Directive 1: In the abstract on low-power video encoder design, which encoding components does MPEG-4 simple profile contain? List them.
Directive 2: Please copy out every line of the listing below word for word, but leave out the picture.

Given text:

Low-Power Architecture Design for MPEG-4 SP Encoder and H.264 Motion Estimation
Date Issued
2006
Date
2006
Author(s)
Lin, Chia-Ping
DOI
en-US
Abstract
Low power consumption is an important requirement on battery-limited systems, like
mobile devices. Many applications on the mobile devices require high computation
and high power consumption. Video encoding/decoding is one of these applications,
and it needs specific low-power design on algorithms and architectures to reduce the
power consumption. A video encoding system consists of different coding components,
which include motion estimation (ME), discrete cosine transform (DCT), inverse discrete
cosine transform (IDCT), entropy coding, and others depending on the standard.
They have different characteristics on computation, and different algorithms and architectures
are needed to achieve low-power requirement and maintain the performance at
the same time.
MPEG-4 is a video compression standard established since 1999. It has been widely
adopted for video compression until now. On mobile devices,MPEG-4 simple profile is
the popular standard because of its simplicity and good coding performance. It contains
basic but useful encoding components, like ME, DCT, IDCT, AC/DC prediction, and
variable length coding.

Data listing:
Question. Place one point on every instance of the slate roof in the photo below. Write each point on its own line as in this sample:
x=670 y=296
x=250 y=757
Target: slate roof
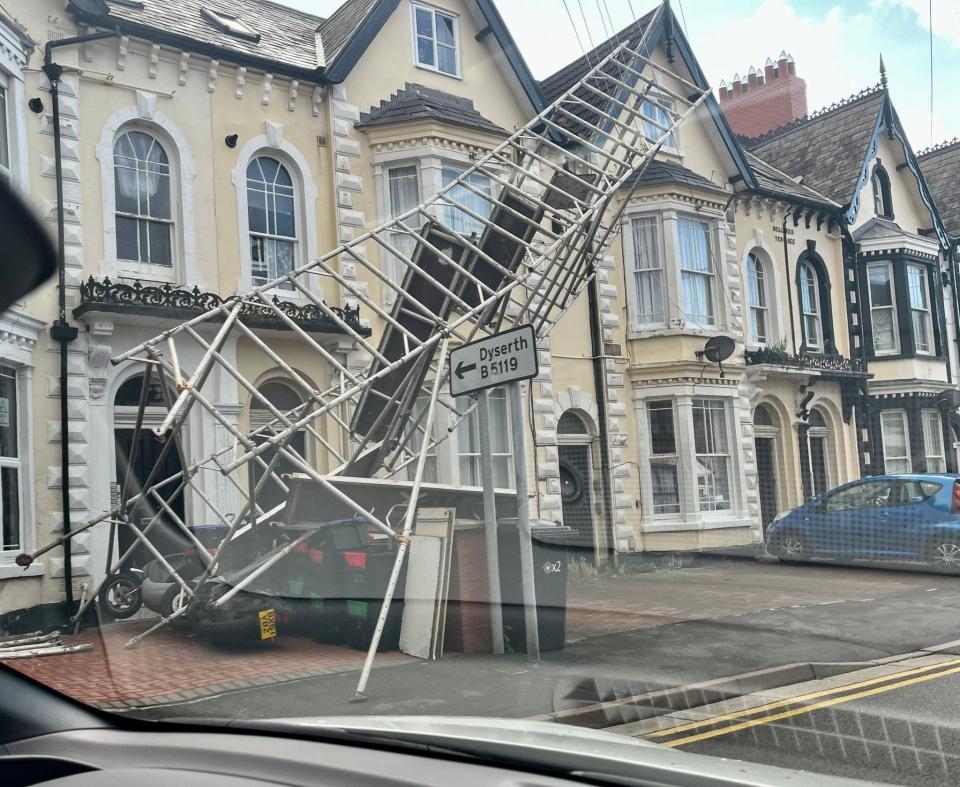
x=940 y=166
x=826 y=148
x=560 y=81
x=287 y=35
x=661 y=172
x=772 y=181
x=416 y=102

Exercise output 1:
- ME
- DCT
- IDCT
- AC/DC prediction
- variable length coding

Exercise output 2:
Question. Place one point on every instance of the slate roof in the photo below. Write each point on its own line as in this sample:
x=670 y=296
x=250 y=757
Target: slate roof
x=940 y=166
x=826 y=148
x=560 y=81
x=287 y=35
x=661 y=172
x=772 y=181
x=416 y=102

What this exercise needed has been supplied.